(Task instructions)
The expected answer is the full listing, repeated exactly and free of images.

(Dataset)
────────────────
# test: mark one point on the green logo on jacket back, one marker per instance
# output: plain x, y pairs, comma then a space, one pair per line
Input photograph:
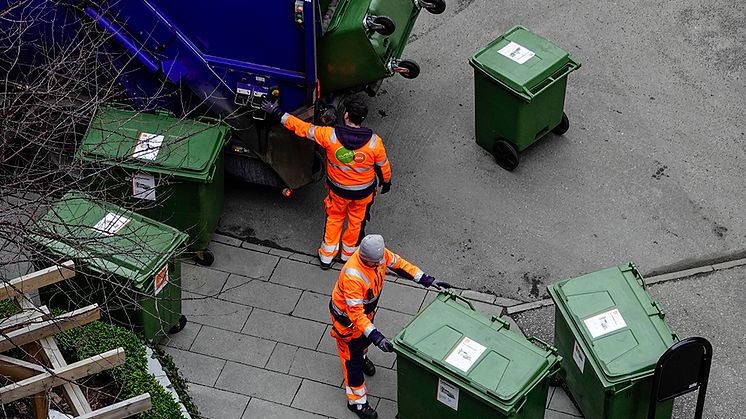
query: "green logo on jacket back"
344, 155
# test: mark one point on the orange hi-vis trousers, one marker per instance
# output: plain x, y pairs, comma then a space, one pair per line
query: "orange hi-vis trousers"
357, 213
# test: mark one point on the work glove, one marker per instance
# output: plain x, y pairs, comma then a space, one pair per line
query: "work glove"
380, 340
385, 187
429, 281
272, 108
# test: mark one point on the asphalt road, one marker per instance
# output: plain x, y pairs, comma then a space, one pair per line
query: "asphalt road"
651, 170
710, 306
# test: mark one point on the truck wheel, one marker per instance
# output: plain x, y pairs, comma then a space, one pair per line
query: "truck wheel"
204, 257
407, 68
435, 7
506, 156
380, 24
563, 126
178, 327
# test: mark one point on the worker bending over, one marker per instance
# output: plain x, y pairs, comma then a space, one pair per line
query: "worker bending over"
355, 158
352, 308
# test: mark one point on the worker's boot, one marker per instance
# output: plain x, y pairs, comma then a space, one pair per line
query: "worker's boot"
369, 368
363, 411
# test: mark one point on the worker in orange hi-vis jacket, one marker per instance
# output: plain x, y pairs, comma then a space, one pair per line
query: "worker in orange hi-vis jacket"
352, 308
355, 158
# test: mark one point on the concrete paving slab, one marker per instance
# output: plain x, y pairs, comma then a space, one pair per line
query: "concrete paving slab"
258, 382
202, 280
282, 358
401, 298
243, 262
213, 312
183, 339
233, 346
261, 294
218, 404
313, 306
267, 410
325, 399
196, 368
283, 328
317, 366
304, 276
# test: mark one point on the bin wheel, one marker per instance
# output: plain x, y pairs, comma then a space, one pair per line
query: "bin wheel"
435, 7
383, 25
506, 156
178, 327
204, 257
563, 126
407, 68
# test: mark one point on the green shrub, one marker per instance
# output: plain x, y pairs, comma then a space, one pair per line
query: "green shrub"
98, 337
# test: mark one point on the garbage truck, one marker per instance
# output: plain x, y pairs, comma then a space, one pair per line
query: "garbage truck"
224, 57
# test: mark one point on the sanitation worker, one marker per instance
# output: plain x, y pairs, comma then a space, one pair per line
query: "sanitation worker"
356, 163
352, 308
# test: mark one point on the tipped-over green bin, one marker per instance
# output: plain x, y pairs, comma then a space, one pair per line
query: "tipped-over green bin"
453, 362
610, 334
125, 262
519, 84
166, 168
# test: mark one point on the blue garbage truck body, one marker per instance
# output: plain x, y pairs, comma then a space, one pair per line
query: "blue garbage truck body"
224, 57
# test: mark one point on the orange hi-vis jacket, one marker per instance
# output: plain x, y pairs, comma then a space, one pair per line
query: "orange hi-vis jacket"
355, 296
351, 174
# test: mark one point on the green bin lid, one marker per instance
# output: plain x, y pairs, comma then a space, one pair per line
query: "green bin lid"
523, 62
159, 143
107, 239
617, 320
497, 365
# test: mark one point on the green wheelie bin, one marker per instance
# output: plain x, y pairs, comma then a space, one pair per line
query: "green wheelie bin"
163, 167
364, 40
520, 80
453, 362
125, 262
610, 333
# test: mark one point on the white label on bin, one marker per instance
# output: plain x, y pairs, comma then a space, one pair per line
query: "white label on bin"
578, 356
465, 354
111, 224
147, 146
604, 323
447, 394
161, 279
516, 52
143, 186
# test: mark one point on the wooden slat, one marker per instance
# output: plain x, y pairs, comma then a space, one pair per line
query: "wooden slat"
25, 316
59, 376
36, 280
49, 327
123, 409
17, 369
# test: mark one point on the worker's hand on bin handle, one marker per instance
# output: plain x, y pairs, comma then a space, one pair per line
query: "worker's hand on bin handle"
429, 281
272, 108
380, 340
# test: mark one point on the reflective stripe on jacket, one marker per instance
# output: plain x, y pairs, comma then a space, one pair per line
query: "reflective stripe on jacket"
355, 295
351, 173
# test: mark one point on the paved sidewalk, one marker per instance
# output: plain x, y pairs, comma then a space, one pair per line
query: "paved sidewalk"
257, 341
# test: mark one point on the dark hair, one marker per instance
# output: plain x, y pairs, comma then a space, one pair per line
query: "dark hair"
356, 110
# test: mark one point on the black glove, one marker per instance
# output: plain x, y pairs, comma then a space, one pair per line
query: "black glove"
429, 281
385, 187
380, 340
272, 108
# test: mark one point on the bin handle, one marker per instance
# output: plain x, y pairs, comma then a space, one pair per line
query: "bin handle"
539, 342
567, 69
458, 297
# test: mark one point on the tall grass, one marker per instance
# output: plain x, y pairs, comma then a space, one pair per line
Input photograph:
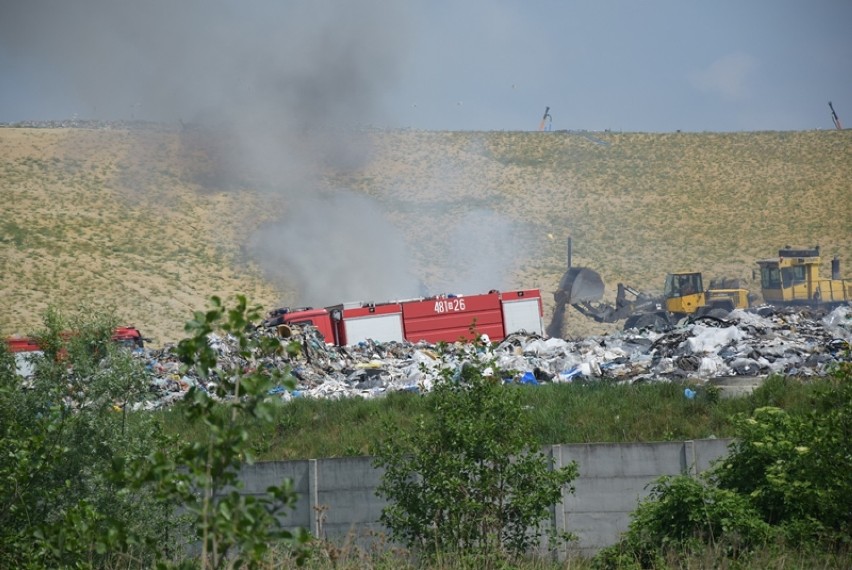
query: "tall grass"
582, 412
────────────────
(Final answer)
# test: mark one point on the green logo on jacket back, one marker per instance
# output: plain x, y pairs, comma then a space, one pair per line
Input photograph:
query: "green logo on jacket back"
344, 155
# test: mark one point on the orange hi-vis trousers, one marker per instance
# output: plain x, y pairs, comma then a space, one pair per line
query: "orange hi-vis trousers"
357, 213
# test: mark one point on the work glove, one marker per instance
# output: plain x, y pairs, comma then a space, one pair per line
query: "work glove"
380, 340
385, 187
429, 281
272, 108
# test: mark one point on the asphalt road, one marker per instance
# output: plain x, y pairs, comma then a space, one pair per line
query: "asphalt road"
651, 170
710, 306
# test: mark one point on the truck wheel, one marker per instance
# output: plain x, y pairs, comma then a space, one pair per line
query: "truck wheel"
204, 257
407, 68
435, 7
506, 156
380, 24
563, 126
178, 327
# test: mark one point on the worker bending over, one marker per instance
# output: plain x, y pairs, comma then a space, one pair per line
query: "worker bending over"
355, 158
352, 308
# test: mark one point on the worker's boot, one marker per instance
# output: plain x, y pairs, comma then a space, one pair per line
query: "worker's boot"
369, 368
363, 411
# test: mark one point on the worker in orange hi-vis jacket, one marker per instance
# output: plain x, y pairs, comma then a space, one pair per line
query: "worker in orange hi-vis jacket"
352, 308
355, 158
# test: mark one point on the concrete paving slab, one marker per instance
# output: plain x, y pairs, comma then a space, one pair per line
query: "concrete paving slab"
258, 382
202, 280
282, 358
401, 298
243, 262
213, 312
183, 339
233, 346
261, 294
218, 404
313, 306
267, 410
325, 399
196, 368
283, 328
317, 366
304, 276
# test: mark one point on the bin wheel, one marker per instance
# output: plain x, y pairs, comma then a space, one pair per line
query: "bin wheel"
435, 7
383, 25
506, 156
178, 327
204, 257
563, 126
407, 68
# test: mark one point on the green shrub, one marker per instance
# output: plain x, y pairs, comma then a space, one pair per line
query: "green shrub"
98, 337
# test: mark one point on the garbage truck, one marker per instance
# output: plain x, y pairs, comma then a space, one pair per line
query: "garbage truck"
224, 57
# test: mark one point on the sanitation worker, one marker per instance
# output: plain x, y pairs, comma then a space, one pair per line
query: "sanitation worker"
356, 163
352, 308
# test: mark one point on the tipped-over green bin, one marker per instance
# output: plain x, y pairs, comma then a space, one pair per line
query: "tipped-over green bin"
453, 362
610, 334
125, 262
519, 84
166, 168
# test: mark one point on the blue garbage truck body, one marker per instance
# output: plain x, y pairs, comma then a space, one pair per line
query: "blue garbage truck body"
224, 57
# test: mark one point on the orange hi-vis jacket, one marker per instance
# output: plain x, y pairs, comma then a space, one pair per line
query: "orange hi-vis jacket"
355, 296
351, 174
# test: mark one point on the green bin lid, one marker per instance
# output: plain x, y pairs, comma then a space, one pair per line
query: "green bin lid"
523, 62
159, 143
107, 239
617, 320
497, 365
# test: mark one point on the green wheelie bin, one marker per instance
# output: plain x, y pairs, comma then a space, one pair per line
query: "green wheelie bin"
163, 167
364, 40
520, 80
453, 362
125, 262
610, 333
# test: mark one point on the white label on bin, one marker per instance
# output: plain x, y pairs, comma then a space, one pair per line
query: "white label on bin"
578, 356
465, 354
111, 224
147, 146
604, 323
447, 394
161, 279
516, 52
143, 186
# test: mark one point on the wooden slat, one marker per instance
# output: plain x, y pairs, comma then a space, one pair per line
query: "wooden slat"
25, 316
59, 376
36, 280
49, 327
123, 409
17, 369
# test: mark one point on the worker's hand on bin handle, one marker per instance
# output: plain x, y pairs, comma then a space, one pair per line
query: "worker's hand on bin handle"
429, 281
272, 108
380, 340
# test: mark one point on the reflective stripe on jacket, one marker per instance
# output: plain x, y pairs, comma then a space, one pair per line
query: "reflective stripe on jacket"
355, 295
351, 173
# test: mark one point on the paved sidewalk, one marker per instance
# output: plain x, y pairs, comma then a space, one pair per line
query: "paved sidewalk"
257, 341
# test: mark one point on the dark hair, one marker per instance
# output: plain x, y pairs, comma then a space, one pair per line
query: "dark hair"
356, 110
# test: mark one point on the black glove, one marker per instance
# output: plain x, y pairs, comma then a space, one pair per line
query: "black glove"
429, 281
385, 187
380, 340
272, 108
# test: mark one point on the bin handle, one marker per instance
# output: plain x, y pairs, comma then a space, one pair per line
query: "bin handle"
539, 342
567, 69
458, 297
# test: mark one point on the tall grass, one marker per instance
# output: plain x, y pairs, comma then a space, one pair per line
Input photograph:
query: "tall grass"
582, 412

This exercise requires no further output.